EXERCISE TASK: Print exactly the lines from the one containing "[80, 341], one" through the last line of the listing, both included.

SUPPLIED DATA:
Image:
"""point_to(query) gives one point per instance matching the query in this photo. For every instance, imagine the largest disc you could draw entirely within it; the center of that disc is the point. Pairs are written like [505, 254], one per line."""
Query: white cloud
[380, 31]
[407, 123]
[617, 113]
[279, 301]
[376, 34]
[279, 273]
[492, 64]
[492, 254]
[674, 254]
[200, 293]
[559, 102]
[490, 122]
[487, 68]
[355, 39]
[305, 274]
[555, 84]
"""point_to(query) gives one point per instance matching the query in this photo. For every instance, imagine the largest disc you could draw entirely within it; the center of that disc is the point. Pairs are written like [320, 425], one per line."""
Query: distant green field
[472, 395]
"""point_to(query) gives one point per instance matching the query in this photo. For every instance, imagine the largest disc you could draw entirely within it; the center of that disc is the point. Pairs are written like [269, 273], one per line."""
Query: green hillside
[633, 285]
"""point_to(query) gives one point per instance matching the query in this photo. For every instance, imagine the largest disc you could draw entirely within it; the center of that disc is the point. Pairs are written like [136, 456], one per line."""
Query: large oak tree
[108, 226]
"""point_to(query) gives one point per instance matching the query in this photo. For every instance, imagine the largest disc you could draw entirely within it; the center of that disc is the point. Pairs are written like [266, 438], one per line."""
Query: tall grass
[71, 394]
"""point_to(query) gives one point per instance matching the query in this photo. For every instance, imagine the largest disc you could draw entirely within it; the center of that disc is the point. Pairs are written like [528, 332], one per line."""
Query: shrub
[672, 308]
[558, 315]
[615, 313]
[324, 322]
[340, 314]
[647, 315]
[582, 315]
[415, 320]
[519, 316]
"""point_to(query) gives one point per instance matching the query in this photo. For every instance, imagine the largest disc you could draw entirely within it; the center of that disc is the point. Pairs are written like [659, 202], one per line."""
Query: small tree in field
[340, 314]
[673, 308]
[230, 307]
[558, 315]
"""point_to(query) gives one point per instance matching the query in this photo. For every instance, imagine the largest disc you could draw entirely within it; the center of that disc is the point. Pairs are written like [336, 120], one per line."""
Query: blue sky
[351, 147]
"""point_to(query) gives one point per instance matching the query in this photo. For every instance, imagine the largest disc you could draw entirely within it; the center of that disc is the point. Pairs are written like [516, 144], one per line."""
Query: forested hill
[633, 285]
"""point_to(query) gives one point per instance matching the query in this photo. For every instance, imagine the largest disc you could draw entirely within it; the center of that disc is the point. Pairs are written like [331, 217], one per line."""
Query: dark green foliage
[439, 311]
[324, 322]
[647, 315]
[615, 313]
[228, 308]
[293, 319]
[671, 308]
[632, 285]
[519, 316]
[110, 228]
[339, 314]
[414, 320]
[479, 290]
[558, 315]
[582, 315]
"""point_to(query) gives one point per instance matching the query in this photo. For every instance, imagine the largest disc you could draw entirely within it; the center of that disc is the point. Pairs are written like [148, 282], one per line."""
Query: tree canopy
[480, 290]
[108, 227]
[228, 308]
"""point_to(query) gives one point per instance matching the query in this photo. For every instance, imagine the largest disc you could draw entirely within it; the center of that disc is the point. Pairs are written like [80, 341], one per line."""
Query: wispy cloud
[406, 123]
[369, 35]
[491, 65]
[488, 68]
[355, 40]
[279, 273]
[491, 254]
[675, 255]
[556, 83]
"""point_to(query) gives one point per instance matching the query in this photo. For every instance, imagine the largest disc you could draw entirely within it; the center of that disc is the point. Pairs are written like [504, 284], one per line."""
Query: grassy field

ANSWER TO THE TASK:
"""point_to(query) gives one point per instance matching the query in this photo. For every instance, imagine the largest disc you could draw entirely within it; the center of that disc is the point. Pairs are written like [80, 341], one per line."""
Query: wispy cloud
[406, 123]
[369, 35]
[491, 65]
[488, 68]
[355, 40]
[279, 273]
[491, 254]
[675, 255]
[556, 83]
"""point_to(query) gives one point per instance matching the query in this photo. For every instance, imagine the largest disc you could draw entirely within it; the center of that disc is the point. Pairs are written like [504, 284], one per line."""
Query: grassy field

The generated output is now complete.